— Start WORKING DATA —

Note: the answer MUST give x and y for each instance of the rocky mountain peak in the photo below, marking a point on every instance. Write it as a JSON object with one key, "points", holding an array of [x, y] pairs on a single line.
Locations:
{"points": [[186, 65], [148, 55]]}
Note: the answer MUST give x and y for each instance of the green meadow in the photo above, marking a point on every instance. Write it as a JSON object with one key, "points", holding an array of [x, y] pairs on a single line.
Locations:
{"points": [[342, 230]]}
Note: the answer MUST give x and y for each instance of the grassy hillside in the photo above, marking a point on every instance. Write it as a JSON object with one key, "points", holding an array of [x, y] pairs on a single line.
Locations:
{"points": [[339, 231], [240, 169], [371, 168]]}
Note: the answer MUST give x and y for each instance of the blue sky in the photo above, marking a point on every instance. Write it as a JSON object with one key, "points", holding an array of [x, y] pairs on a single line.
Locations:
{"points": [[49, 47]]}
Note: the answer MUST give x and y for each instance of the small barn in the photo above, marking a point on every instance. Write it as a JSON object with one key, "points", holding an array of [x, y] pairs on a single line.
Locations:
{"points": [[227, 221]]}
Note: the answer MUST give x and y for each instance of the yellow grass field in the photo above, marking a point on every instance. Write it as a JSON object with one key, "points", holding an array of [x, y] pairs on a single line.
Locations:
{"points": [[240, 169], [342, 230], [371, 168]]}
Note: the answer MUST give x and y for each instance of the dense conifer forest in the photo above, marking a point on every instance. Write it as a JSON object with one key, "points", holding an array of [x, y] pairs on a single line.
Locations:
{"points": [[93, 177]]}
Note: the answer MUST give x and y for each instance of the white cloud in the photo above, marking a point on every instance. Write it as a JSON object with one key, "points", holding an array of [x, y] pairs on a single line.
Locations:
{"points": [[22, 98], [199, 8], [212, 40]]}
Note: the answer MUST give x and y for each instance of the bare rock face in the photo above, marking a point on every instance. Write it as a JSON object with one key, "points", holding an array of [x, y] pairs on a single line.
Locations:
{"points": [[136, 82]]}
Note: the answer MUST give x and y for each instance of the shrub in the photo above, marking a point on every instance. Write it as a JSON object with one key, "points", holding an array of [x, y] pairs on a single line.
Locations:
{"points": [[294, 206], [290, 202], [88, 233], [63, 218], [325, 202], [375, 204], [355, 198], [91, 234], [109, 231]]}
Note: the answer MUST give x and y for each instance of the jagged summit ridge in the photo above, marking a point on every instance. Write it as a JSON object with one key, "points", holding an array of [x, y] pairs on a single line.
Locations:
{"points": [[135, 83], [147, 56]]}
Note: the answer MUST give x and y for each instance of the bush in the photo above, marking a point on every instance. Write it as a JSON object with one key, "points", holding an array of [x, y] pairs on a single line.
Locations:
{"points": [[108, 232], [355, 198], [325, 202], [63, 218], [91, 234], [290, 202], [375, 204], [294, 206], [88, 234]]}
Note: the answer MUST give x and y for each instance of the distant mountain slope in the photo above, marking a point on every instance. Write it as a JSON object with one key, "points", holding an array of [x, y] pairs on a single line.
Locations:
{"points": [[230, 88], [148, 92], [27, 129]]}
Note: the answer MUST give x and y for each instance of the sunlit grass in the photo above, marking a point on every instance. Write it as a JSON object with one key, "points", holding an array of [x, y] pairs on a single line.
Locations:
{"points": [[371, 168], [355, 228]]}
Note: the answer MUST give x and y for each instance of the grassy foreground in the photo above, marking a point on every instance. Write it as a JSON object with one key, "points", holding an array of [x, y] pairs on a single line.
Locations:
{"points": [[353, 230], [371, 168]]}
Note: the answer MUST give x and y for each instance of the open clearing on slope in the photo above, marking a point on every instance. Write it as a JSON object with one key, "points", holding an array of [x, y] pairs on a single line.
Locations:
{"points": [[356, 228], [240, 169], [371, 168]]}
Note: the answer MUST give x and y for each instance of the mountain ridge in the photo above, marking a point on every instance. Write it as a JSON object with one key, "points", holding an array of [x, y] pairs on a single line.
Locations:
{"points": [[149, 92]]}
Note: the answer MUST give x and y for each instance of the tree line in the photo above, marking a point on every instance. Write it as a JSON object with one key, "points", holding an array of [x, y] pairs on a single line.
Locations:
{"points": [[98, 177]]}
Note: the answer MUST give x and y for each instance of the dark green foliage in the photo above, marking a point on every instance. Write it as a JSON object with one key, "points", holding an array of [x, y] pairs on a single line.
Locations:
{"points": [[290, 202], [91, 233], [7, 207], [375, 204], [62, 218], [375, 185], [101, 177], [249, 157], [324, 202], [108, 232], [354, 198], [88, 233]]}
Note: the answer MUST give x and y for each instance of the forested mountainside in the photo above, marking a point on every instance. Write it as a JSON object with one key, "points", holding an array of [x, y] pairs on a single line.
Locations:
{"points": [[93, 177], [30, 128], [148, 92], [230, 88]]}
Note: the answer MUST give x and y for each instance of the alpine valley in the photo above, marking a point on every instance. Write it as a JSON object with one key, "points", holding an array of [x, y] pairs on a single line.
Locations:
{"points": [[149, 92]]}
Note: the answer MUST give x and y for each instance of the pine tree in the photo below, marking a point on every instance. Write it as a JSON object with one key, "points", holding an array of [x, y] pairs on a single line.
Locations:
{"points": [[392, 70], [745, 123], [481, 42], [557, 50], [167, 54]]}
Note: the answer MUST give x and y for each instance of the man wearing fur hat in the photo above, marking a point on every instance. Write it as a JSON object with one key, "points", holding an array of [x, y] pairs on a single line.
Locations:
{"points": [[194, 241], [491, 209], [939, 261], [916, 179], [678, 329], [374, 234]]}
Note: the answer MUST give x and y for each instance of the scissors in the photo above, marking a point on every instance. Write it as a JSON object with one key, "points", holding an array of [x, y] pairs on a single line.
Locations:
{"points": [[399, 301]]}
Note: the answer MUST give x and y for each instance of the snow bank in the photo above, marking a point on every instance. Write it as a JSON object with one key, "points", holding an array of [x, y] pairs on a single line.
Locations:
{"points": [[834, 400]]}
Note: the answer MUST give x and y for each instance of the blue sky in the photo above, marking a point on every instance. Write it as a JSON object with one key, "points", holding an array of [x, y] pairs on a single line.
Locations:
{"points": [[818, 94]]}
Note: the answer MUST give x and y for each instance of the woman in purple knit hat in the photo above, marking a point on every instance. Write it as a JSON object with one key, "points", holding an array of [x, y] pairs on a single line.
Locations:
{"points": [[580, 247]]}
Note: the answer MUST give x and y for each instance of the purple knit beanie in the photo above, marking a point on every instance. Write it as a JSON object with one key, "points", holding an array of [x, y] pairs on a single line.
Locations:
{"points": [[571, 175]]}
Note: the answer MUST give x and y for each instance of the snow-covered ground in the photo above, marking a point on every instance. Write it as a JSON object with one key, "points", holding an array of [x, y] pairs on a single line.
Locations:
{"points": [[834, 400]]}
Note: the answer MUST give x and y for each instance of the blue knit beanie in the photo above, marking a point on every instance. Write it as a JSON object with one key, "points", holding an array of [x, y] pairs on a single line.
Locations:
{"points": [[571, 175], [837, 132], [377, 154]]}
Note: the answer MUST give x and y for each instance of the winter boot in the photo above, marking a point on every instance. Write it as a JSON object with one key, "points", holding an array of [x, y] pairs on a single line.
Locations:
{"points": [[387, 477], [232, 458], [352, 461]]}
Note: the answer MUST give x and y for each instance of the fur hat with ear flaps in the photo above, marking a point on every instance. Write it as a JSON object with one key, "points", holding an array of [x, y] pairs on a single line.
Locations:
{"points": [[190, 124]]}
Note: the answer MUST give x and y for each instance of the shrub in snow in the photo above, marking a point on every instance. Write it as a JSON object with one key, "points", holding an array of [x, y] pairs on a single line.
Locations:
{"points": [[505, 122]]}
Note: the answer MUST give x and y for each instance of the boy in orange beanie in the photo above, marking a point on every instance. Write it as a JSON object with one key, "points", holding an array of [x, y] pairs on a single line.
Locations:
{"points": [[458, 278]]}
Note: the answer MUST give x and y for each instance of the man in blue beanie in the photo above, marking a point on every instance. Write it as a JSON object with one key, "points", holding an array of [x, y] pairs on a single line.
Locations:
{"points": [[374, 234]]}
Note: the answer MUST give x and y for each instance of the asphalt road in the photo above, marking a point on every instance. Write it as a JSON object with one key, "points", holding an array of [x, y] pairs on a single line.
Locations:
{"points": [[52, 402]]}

— End WORKING DATA —

__WORK TO DO__: Copy the lines above word for word, starting at the line that contains "man in blue" and ending with the last line.

__REPLY TO THE EXERCISE__:
Note: the answer MUST give x and y for each instance of the man in blue beanie in the photo above, marking a point on every instance. Write it as a JSON object with one key, "points", holding an array of [x, y] pairs on a single line.
Locations:
{"points": [[374, 234]]}
Note: the answer MUST give x and y for each instance of the asphalt road in the photo above, marking a point on every instance. Write it as a JSON object with one key, "points", holding an array of [x, y] pairs on a single line.
Locations:
{"points": [[52, 402]]}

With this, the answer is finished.